### Activity:
Send back the listing, word for word.
*** Begin section ***
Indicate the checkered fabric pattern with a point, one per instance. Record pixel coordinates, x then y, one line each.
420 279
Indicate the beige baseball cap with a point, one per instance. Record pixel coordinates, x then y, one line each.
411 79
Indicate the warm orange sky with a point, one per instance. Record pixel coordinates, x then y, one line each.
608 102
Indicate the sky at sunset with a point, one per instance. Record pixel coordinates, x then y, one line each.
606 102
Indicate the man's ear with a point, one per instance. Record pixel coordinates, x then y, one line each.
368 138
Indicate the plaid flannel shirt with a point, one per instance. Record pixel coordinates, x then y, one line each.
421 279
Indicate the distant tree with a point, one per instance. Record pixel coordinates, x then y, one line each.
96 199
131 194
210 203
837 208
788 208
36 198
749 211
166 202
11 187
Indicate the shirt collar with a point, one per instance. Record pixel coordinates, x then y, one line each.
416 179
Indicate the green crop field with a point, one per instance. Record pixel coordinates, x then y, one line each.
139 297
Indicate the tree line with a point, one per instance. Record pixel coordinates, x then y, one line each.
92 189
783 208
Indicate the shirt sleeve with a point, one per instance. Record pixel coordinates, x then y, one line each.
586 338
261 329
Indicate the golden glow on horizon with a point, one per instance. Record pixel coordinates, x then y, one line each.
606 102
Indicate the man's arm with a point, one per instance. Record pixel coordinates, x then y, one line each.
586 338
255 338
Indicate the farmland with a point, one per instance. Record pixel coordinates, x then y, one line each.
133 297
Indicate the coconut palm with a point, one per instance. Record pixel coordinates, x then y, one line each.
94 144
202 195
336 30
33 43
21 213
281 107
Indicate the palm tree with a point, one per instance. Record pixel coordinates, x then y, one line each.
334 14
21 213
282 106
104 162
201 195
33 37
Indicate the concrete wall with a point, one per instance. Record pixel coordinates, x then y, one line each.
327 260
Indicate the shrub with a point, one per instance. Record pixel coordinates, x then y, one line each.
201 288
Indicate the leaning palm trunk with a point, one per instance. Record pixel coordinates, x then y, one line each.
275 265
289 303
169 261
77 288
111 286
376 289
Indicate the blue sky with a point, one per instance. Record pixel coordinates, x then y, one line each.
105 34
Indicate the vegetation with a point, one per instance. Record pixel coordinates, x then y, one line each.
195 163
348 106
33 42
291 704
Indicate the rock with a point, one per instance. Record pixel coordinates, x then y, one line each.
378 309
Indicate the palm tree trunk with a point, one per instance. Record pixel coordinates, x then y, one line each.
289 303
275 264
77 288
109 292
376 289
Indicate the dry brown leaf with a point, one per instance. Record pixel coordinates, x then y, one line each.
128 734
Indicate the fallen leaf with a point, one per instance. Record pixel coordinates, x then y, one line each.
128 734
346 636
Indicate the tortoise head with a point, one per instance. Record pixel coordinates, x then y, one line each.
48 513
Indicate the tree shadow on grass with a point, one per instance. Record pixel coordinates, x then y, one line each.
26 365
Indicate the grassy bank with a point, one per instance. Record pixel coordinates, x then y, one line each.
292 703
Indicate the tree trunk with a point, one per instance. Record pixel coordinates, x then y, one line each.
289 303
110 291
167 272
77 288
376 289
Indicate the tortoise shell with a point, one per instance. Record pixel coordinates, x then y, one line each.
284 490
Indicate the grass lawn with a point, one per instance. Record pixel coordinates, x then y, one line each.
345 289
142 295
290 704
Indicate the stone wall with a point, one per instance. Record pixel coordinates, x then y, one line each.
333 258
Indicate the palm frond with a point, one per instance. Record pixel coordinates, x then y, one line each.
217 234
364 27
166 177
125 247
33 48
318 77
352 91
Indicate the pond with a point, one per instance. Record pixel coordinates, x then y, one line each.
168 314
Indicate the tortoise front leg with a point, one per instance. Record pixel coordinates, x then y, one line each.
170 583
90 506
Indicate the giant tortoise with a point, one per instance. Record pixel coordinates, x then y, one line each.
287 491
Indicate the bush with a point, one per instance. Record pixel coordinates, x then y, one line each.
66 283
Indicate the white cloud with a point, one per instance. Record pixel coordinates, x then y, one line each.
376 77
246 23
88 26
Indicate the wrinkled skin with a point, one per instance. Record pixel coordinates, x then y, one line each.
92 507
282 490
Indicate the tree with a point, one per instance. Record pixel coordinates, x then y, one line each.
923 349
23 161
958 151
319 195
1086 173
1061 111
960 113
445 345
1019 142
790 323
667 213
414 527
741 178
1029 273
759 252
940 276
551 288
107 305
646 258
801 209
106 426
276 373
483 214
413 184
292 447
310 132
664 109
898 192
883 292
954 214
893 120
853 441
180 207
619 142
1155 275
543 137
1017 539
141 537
*** End section ***
### Answer box:
Indicate the checkered fabric pattern with a point, one per instance. Record pixel coordinates, x then y, one line each.
420 279
Indicate the beige baseball cap with a point, one per instance. Record pixel coordinates, x then y, one line each.
411 79
Indicate the warm orange sky with a point, one per instance. Record pixel coordinates, x then y, one line each.
608 102
Indicate the sky at sunset with a point, one per instance. Record pixel coordinates, x then y, one line each.
606 102
Indicate the man's ear with a point, one per instance. Record pixel coordinates, x then y, one line each.
368 138
Indicate the plaid flannel shirt with a point, one per instance. Record pixel coordinates, x then y, one line each.
421 279
Indicate the distant tree with a point, one per instance. Record pixel coordinates, x then y, one line each.
96 199
131 194
210 203
837 208
788 208
36 198
749 211
166 202
11 187
Indicate the shirt collar with a point, one per instance. Record pixel coordinates, x then y, one line each.
416 179
Indicate the green crop field with a point, one per instance. Record pixel coordinates, x then y, one line each.
139 297
Indicate the tree line with a point, one per instance. Record pixel coordinates, x then y, one line each.
92 189
783 208
Indicate the shirt sleeve with a point, one per instance. Record pixel coordinates, x then y, one line each.
586 338
261 329
Indicate the golden glow on horizon with a point, one per instance. Record pixel coordinates, x then y, one line each.
606 102
Indicate the man's arm with a point, one per instance. Record pixel coordinates, x then y, one line each.
586 338
255 338
Indicate the farmland with a point, one per instance. Record pixel coordinates, x then y, one line each.
133 297
Indicate the coconut palm with a point, one per instance. Record pixel coordinates, x then y, one line each.
94 144
202 195
336 30
33 43
21 213
281 107
Indicate the palm tree with a point, one per instance. Record pixel coordinates, x then y, one line each.
334 14
21 213
282 106
104 162
201 195
33 37
Indicate the concrete wall with a point, one per instance. Record pixel coordinates, x then y, one line each.
327 260
Indicate the shrub with a point, one per instance. Record pixel coordinates, x then y, one line each.
201 288
Indicate the leaning palm trunk with a point, one per instance. Record pixel coordinates, x then y, one line each.
275 265
289 303
169 261
77 288
111 286
376 289
Indicate the blue sky with a point, one per instance. Record pixel coordinates, x then y, one line each.
105 34
Indicate the vegetation with a point, one per instance. Record pixel coordinates, x then y, one line each.
195 163
348 106
33 42
291 704
Indicate the rock with a point, one per instance. Record pixel coordinates, x then y, one line each.
378 309
Indicate the palm tree trunk with a point, one per instance. Record pixel coordinates, x then y, one line each.
289 303
275 264
77 288
109 292
376 289
Indicate the dry brown leaf with a point, one per instance. Record pixel coordinates, x then y, one line each.
128 734
Indicate the fallen leaf with a point, one per instance. Record pixel coordinates, x then y, one line each.
128 734
346 636
Indicate the tortoise head with a point, one per instance. Record pixel coordinates, x then y, one line each.
48 513
Indicate the tree shadow on grass with a point, one per instance. Record pixel coordinates, x then y, one line each.
26 365
Indicate the grassy bank with a point, one per instance. Record pixel coordinates, x then y, one line each.
292 703
Indicate the tree trunk with a point, one per instance. Record pixel coordinates, x then y, one line each.
289 303
110 291
167 272
77 288
376 289
Indicate the tortoise shell with a point, one per instance. Record pixel coordinates, x then y, one line each.
284 490
Indicate the grass lawn with a point, one per instance. Record pixel coordinates, x then y, one line each.
345 289
142 295
290 704
Indicate the stone wall with a point, one per instance. Record pixel coordinates, x then y, one line each.
333 258
Indicate the palm frond with a point, one per instance. Record pixel coordinates, x then y, one line each.
217 234
364 27
166 177
125 247
33 48
318 77
352 91
Indicate the pond with a point, one per instance. Record pixel coordinates, x then y, one line each.
168 314
Indicate the tortoise front leg with a point, one per instance. Record pixel coordinates, x then y, one line each.
170 583
90 506
Indicate the giant tortoise with a point, one per instance. Record pixel coordinates, x then y, one line each.
287 491
Indicate the bush with a point, one per instance. Record pixel coordinates, x then y, one line each.
66 283
Indicate the white cloud with a point, one per instance. Record pixel coordinates, x then y, one line each.
376 77
246 23
88 26
Indicate the wrinkled skin with a point, one per instance. Record pixel coordinates, x then y, one line each.
92 507
282 490
Indicate the tree with a point, one per instance. Record pixel coordinates, x then y, one line each.
923 349
23 161
958 151
319 195
1086 173
1061 111
960 113
445 345
1019 142
790 323
667 213
414 527
741 178
1029 273
759 252
940 276
551 288
107 305
646 258
801 209
106 426
276 373
483 214
413 184
292 447
310 132
664 109
898 192
883 292
954 214
893 120
853 441
180 207
619 142
1155 275
543 137
1017 539
141 537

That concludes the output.